::: ARTICLE

MANNHEIM – The Czech city of Kladno has long been known for producing quality goods: steel, Lego bricks, and...oh yeah, world-class hockey players. Strapping winger Jakub Voracek is one of the latest exports, and he's making his IIHF World Championship debut in Germany.
Scoring forwards like Tomas Plekanec (Montreal) and the retired Michal Pivonka (Washington) also hail from Kladno, as does this year's Czech backup goalie, Ondrej Pavelec (Atlanta). But there is one name that clearly outshines all others from the industrial city northwest of Prague: Jaromir Jagr. And the 20-year-old Voracek is thrilled to be playing on the same team as the Triple Gold Club member who ranks ninth in all-time NHL scoring.
“I think it's a dream come true for everybody who's ever played with him,” Voracek told IIHF.com after the Czechs practiced on Monday at SAP Arena. “Especially for the young guys, who were watching him on TV when we were five or six years old. He used to play with Mario Lemieux, and now he's sitting next to us in the dressing room. It's pretty impressive what he's doing at age 38. With his style and composure, he can play for so many more years if he wants.”
Jagr set the tone offensively with three assists in the Czech Republic's 6-2 opening win over France, and Voracek didn't look out of place himself, logging 15:40 of ice time. It wasn't too far off what he averaged nightly with the Columbus Blue Jackets in his sophomore NHL campaign.

::::::

- **WHAT TO WORK ON**
1. In the article about Kladno's hockey players, how much ice time did Voracek log in the opening win over France?
2. Please rewrite the article about Kladno's hockey players from "Scoring forwards like" to "all-time NHL scoring.", replacing "industrial city" with "steel town".

::: GIVEN DATA

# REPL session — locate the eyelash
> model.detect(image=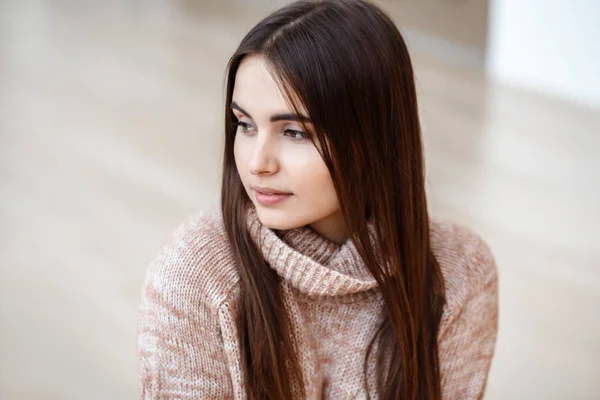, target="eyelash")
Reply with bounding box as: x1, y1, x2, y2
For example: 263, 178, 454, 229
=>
232, 121, 308, 142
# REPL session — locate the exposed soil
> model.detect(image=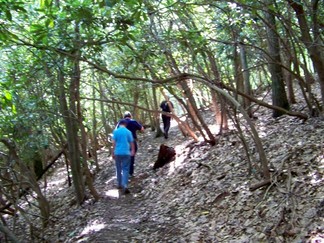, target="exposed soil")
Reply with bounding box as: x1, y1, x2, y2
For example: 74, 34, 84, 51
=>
2, 94, 324, 243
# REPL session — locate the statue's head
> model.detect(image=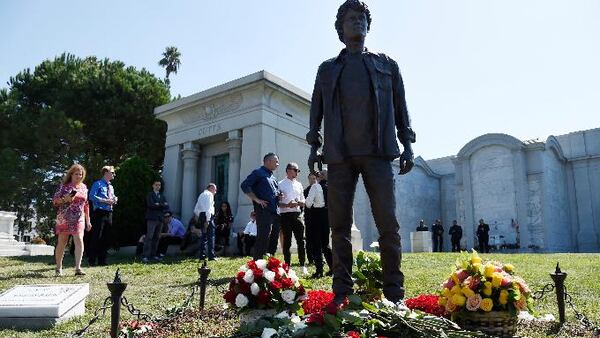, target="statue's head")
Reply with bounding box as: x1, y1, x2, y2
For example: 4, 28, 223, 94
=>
335, 0, 371, 43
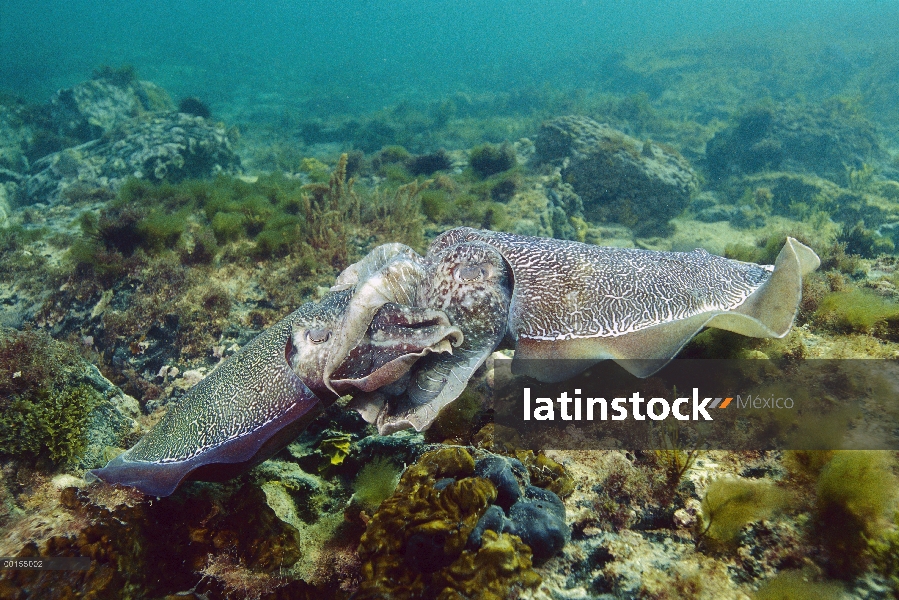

::::::

- **OUTPUTS IN ORDER**
1. 15:40

2.
Scoring forwards like Tomas Plekanec (Montreal) and the retired Michal Pivonka (Washington) also hail from Kladno, as does this year's Czech backup goalie, Ondrej Pavelec (Atlanta). But there is one name that clearly outshines all others from the steel town northwest of Prague: Jaromir Jagr. And the 20-year-old Voracek is thrilled to be playing on the same team as the Triple Gold Club member who ranks ninth in all-time NHL scoring.